* Start Supplied data *

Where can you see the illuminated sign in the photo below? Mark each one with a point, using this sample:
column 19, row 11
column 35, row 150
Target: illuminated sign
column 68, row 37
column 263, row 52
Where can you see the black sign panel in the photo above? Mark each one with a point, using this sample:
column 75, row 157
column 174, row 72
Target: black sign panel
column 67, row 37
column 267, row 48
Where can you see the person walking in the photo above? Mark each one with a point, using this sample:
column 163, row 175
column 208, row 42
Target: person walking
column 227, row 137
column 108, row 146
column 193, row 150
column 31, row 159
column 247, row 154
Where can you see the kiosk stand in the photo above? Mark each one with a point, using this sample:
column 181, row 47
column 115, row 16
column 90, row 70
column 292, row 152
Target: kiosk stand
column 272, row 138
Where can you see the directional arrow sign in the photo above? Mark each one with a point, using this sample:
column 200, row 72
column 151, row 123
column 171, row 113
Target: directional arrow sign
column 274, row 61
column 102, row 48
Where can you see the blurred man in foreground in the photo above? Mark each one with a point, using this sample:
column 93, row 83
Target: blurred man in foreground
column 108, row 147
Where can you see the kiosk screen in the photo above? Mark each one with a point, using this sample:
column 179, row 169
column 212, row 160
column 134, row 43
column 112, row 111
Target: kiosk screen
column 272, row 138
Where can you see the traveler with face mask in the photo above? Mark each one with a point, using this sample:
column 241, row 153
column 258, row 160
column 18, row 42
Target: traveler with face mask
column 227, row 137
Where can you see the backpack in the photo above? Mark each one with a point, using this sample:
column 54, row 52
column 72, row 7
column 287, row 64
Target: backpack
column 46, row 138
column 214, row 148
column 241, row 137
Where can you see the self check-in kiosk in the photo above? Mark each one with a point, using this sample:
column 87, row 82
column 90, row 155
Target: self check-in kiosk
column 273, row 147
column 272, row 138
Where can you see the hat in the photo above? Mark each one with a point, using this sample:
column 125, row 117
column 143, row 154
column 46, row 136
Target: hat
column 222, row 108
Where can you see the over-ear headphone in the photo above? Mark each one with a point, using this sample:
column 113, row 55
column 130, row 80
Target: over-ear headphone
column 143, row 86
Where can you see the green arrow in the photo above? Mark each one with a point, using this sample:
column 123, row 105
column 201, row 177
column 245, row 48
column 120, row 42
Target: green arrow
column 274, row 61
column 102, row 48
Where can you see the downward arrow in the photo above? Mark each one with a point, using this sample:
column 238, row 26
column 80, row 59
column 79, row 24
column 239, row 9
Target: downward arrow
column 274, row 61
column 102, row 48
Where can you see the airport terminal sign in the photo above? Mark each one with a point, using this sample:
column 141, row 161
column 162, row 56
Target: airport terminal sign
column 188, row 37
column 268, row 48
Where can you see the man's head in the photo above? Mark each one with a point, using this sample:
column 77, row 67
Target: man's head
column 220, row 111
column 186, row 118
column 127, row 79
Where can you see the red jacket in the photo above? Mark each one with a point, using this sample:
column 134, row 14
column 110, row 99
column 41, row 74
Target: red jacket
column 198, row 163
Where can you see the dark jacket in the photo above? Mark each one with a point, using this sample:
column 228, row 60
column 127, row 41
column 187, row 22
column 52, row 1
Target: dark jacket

* End Supplied data *

Exercise — Update the material by putting "shoulder bag" wherever "backpack" appears, leaving everything else the same.

Solution —
Where can you see the illuminated sign in the photo below? Mark each one with a point, using this sample:
column 19, row 11
column 35, row 150
Target: illuminated sign
column 68, row 37
column 263, row 52
Where can you see the black sign panel in the photo above? Mark each one with a point, using this sample:
column 75, row 157
column 174, row 72
Target: black sign panel
column 67, row 37
column 267, row 48
Where can you see the person walking in the photo above? Mark each one with a point, using this sample:
column 163, row 175
column 208, row 42
Target: person walking
column 227, row 137
column 108, row 146
column 193, row 150
column 31, row 159
column 247, row 154
Where can you see the kiosk stand in the photo above? Mark each one with a point, using this sample:
column 181, row 47
column 115, row 16
column 90, row 70
column 292, row 152
Target: kiosk stand
column 272, row 138
Where can you see the directional arrow sign in the photo above? Mark each one with a point, using this sample:
column 200, row 72
column 151, row 123
column 171, row 113
Target: directional arrow sign
column 274, row 61
column 102, row 48
Where can you see the blurred man in foreground in the photo above? Mark each one with a point, using this sample:
column 93, row 83
Target: blurred man in foreground
column 108, row 147
Where can you see the kiosk screen in the photo above? Mark each one with a point, using this sample:
column 179, row 169
column 212, row 160
column 134, row 43
column 112, row 111
Target: kiosk screen
column 272, row 138
Where can you see the traveler with face mask in the photo above? Mark each one with a point, using this sample:
column 241, row 153
column 258, row 160
column 18, row 42
Target: traveler with face mask
column 227, row 137
Where can you see the shoulder bag in the photo above? Mark each one with a point, using this sample:
column 54, row 52
column 72, row 7
column 287, row 64
Target: shoulder bag
column 46, row 138
column 214, row 148
column 241, row 137
Where can you see the self check-in kiosk in the photo above? Mark each one with a point, using this sample:
column 87, row 82
column 90, row 155
Target: self check-in kiosk
column 273, row 147
column 272, row 138
Where can you see the hat in the photo above? Mark each one with a point, using this sample:
column 125, row 117
column 143, row 154
column 46, row 136
Target: hat
column 222, row 108
Where can you see the over-ear headphone in the photo above? Mark each one with a point, using this sample:
column 113, row 55
column 130, row 80
Target: over-ear headphone
column 143, row 86
Where can you see the green arrow in the photo above? Mark each one with a point, using this sample:
column 123, row 105
column 201, row 177
column 245, row 48
column 120, row 42
Target: green arrow
column 274, row 61
column 102, row 48
Where can you see the downward arrow in the photo above? Mark each one with a point, using this sample:
column 238, row 26
column 80, row 59
column 79, row 24
column 239, row 9
Target: downward arrow
column 274, row 61
column 102, row 48
Where can you see the airport terminal sign in the photo above? Mark each one with a point, using this sample:
column 141, row 161
column 162, row 56
Target: airport terminal sign
column 188, row 37
column 268, row 48
Where can you see the man's head in the photo above? Mark each one with a point, using this sample:
column 77, row 67
Target: man's head
column 220, row 111
column 186, row 118
column 127, row 79
Where can you see the red jacket in the photo above? Mark each one with a point, using this sample:
column 134, row 14
column 110, row 99
column 41, row 74
Target: red jacket
column 198, row 163
Where can you see the dark jacket in the photo above? Mark each one with a point, using this sample:
column 228, row 60
column 127, row 41
column 187, row 22
column 52, row 1
Target: dark jacket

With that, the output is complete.